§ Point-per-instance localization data
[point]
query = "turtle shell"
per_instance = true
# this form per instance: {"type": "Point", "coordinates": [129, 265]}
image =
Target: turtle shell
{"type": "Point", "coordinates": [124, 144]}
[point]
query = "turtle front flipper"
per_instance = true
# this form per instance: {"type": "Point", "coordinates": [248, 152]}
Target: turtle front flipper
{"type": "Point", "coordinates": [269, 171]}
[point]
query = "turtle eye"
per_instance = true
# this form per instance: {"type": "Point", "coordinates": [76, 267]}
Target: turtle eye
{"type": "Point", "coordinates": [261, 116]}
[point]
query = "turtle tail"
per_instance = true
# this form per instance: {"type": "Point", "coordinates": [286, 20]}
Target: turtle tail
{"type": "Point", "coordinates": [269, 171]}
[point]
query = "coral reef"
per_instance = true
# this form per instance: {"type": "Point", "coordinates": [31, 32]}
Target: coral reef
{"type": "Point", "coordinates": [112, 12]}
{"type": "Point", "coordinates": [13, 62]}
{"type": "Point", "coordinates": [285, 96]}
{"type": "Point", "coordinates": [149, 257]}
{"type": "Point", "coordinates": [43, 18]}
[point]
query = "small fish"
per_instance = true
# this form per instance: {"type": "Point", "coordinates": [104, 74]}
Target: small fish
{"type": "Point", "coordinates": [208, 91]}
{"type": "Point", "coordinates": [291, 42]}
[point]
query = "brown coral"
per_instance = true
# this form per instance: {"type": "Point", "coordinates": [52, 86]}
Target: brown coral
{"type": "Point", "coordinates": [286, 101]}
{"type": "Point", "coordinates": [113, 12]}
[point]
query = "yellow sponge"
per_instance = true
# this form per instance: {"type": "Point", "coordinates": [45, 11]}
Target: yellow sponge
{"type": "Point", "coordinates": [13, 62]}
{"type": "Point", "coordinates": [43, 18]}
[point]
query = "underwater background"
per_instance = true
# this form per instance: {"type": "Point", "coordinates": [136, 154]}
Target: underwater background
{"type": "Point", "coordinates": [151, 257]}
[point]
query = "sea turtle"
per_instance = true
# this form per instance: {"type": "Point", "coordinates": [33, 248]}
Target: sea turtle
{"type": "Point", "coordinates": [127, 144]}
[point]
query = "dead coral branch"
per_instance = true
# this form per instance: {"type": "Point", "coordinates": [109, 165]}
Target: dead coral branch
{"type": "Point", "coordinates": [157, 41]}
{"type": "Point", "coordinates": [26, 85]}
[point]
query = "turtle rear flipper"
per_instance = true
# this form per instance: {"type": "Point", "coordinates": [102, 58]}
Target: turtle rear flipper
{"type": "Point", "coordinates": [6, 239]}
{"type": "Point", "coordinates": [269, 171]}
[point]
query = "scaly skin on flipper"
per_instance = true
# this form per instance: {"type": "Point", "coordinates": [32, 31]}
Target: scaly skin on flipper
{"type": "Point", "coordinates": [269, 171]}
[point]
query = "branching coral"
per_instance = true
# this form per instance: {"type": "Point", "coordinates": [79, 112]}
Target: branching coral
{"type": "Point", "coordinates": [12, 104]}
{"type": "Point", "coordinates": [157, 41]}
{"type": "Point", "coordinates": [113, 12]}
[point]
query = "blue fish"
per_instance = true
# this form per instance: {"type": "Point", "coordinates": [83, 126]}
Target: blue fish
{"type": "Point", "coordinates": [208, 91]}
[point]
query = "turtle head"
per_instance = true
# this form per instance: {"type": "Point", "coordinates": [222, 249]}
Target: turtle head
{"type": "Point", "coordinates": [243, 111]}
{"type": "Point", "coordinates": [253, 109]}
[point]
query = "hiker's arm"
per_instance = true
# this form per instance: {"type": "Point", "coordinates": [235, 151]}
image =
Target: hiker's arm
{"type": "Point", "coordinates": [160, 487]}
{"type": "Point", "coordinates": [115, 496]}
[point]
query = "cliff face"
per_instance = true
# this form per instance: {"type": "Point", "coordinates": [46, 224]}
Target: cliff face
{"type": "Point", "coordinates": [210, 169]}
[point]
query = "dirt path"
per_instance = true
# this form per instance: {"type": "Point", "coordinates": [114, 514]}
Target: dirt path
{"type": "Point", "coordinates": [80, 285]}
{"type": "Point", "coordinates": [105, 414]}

§ Instructions to follow
In full and without error, transcribe each of the entries.

§ Exercise response
[point]
query = "turtle shell"
per_instance = true
# this form per instance: {"type": "Point", "coordinates": [129, 265]}
image =
Target: turtle shell
{"type": "Point", "coordinates": [124, 144]}
[point]
query = "turtle front flipper"
per_instance = true
# this form per instance: {"type": "Point", "coordinates": [248, 152]}
Target: turtle front flipper
{"type": "Point", "coordinates": [269, 171]}
[point]
query = "turtle eye"
per_instance = true
# this form per instance: {"type": "Point", "coordinates": [76, 267]}
Target: turtle eye
{"type": "Point", "coordinates": [261, 116]}
[point]
query = "turtle tail"
per_instance = true
# this form per instance: {"type": "Point", "coordinates": [286, 20]}
Target: turtle tail
{"type": "Point", "coordinates": [269, 171]}
[point]
query = "coral reef"
per_instance = true
# this form per instance: {"type": "Point", "coordinates": [31, 32]}
Target: coral reef
{"type": "Point", "coordinates": [112, 12]}
{"type": "Point", "coordinates": [13, 62]}
{"type": "Point", "coordinates": [285, 96]}
{"type": "Point", "coordinates": [149, 257]}
{"type": "Point", "coordinates": [43, 18]}
[point]
query = "small fish"
per_instance = true
# this form per instance: {"type": "Point", "coordinates": [104, 74]}
Target: small fish
{"type": "Point", "coordinates": [208, 91]}
{"type": "Point", "coordinates": [291, 42]}
[point]
query = "brown coral"
per_instance = true
# this form per instance: {"type": "Point", "coordinates": [52, 86]}
Target: brown coral
{"type": "Point", "coordinates": [286, 101]}
{"type": "Point", "coordinates": [113, 12]}
[point]
query = "yellow sponge"
per_instance = true
# this form per instance: {"type": "Point", "coordinates": [45, 11]}
Target: yellow sponge
{"type": "Point", "coordinates": [13, 62]}
{"type": "Point", "coordinates": [43, 18]}
[point]
query = "underwater background"
per_instance = true
# this form per instance: {"type": "Point", "coordinates": [136, 154]}
Target: underwater background
{"type": "Point", "coordinates": [151, 257]}
[point]
query = "sea turtle"
per_instance = true
# this form per instance: {"type": "Point", "coordinates": [33, 248]}
Target: sea turtle
{"type": "Point", "coordinates": [127, 144]}
[point]
query = "dead coral branch"
per_instance = true
# this form per instance: {"type": "Point", "coordinates": [109, 165]}
Target: dead coral branch
{"type": "Point", "coordinates": [157, 41]}
{"type": "Point", "coordinates": [26, 85]}
[point]
query = "turtle rear flipper"
per_instance = true
# this form per instance: {"type": "Point", "coordinates": [102, 58]}
Target: turtle rear flipper
{"type": "Point", "coordinates": [6, 239]}
{"type": "Point", "coordinates": [269, 171]}
[point]
query = "scaly skin on flipper"
per_instance = true
# this form per instance: {"type": "Point", "coordinates": [32, 31]}
Target: scaly skin on flipper
{"type": "Point", "coordinates": [269, 171]}
[point]
query = "branching coral"
per_instance = true
# this form per instance: {"type": "Point", "coordinates": [79, 112]}
Target: branching coral
{"type": "Point", "coordinates": [12, 104]}
{"type": "Point", "coordinates": [157, 41]}
{"type": "Point", "coordinates": [113, 12]}
[point]
query = "blue fish"
per_instance = true
# this form per instance: {"type": "Point", "coordinates": [83, 126]}
Target: blue fish
{"type": "Point", "coordinates": [208, 91]}
[point]
query = "turtle head"
per_instance = true
# this form per instance: {"type": "Point", "coordinates": [222, 249]}
Target: turtle head
{"type": "Point", "coordinates": [243, 111]}
{"type": "Point", "coordinates": [253, 109]}
[point]
query = "hiker's arm"
per_instance = true
# this form per instance: {"type": "Point", "coordinates": [235, 151]}
image =
Target: hiker's arm
{"type": "Point", "coordinates": [160, 487]}
{"type": "Point", "coordinates": [115, 496]}
[point]
query = "cliff face"
per_instance = true
# this form per instance: {"type": "Point", "coordinates": [46, 224]}
Target: cliff face
{"type": "Point", "coordinates": [210, 169]}
[point]
query = "dirt path"
per_instance = true
# this form per instance: {"type": "Point", "coordinates": [114, 514]}
Target: dirt path
{"type": "Point", "coordinates": [80, 285]}
{"type": "Point", "coordinates": [105, 414]}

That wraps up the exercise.